(INSTRUCTIONS FOR THE TASK)
Pull out every line of the listing below that contains the string "points", treating uppercase and lowercase as different.
── PROVIDED RECORDS ──
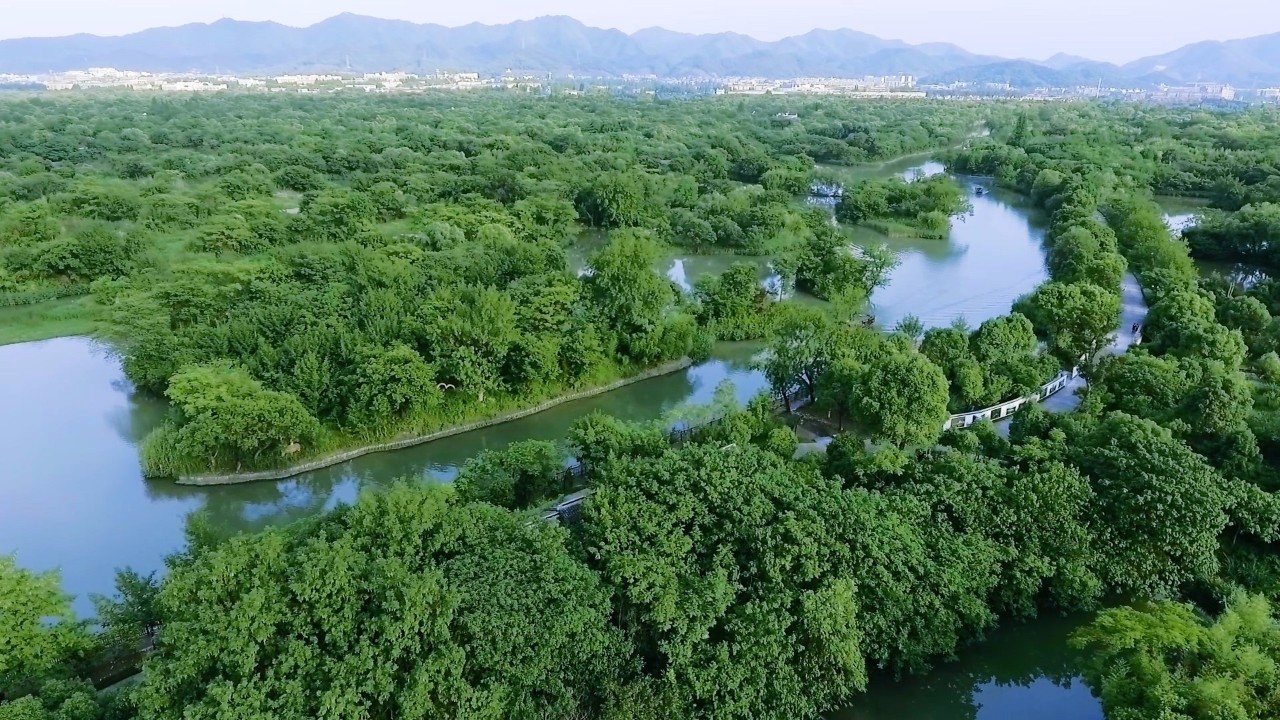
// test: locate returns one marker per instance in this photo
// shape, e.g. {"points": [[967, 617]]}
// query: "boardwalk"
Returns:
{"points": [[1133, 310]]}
───
── PROVIDED RECORDS ──
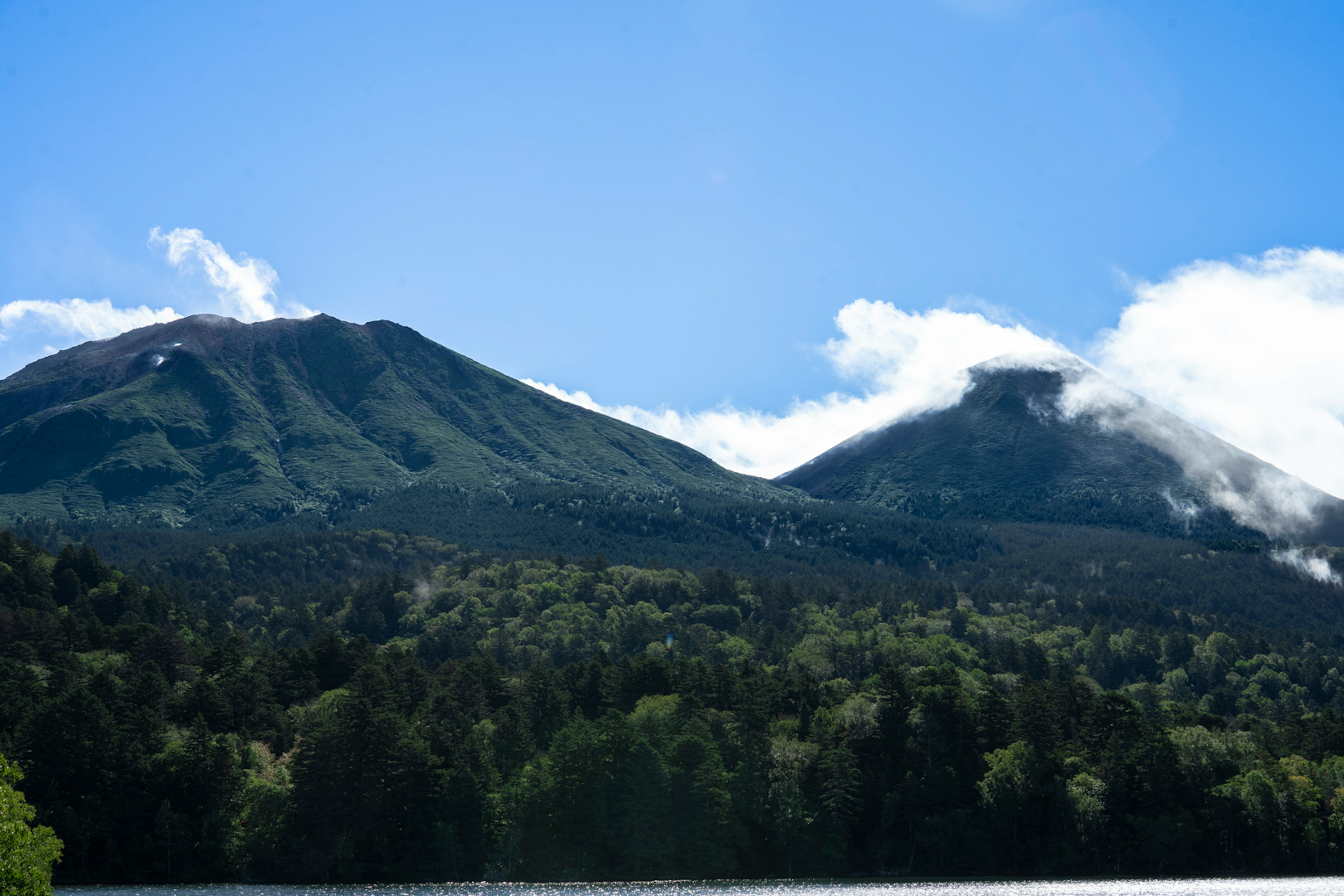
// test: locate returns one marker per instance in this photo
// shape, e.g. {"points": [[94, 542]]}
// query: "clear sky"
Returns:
───
(ANSWER FOR THE TASK)
// shape, e.g. {"points": [[967, 617]]}
{"points": [[1133, 310]]}
// shape, e.g. {"points": [[94, 542]]}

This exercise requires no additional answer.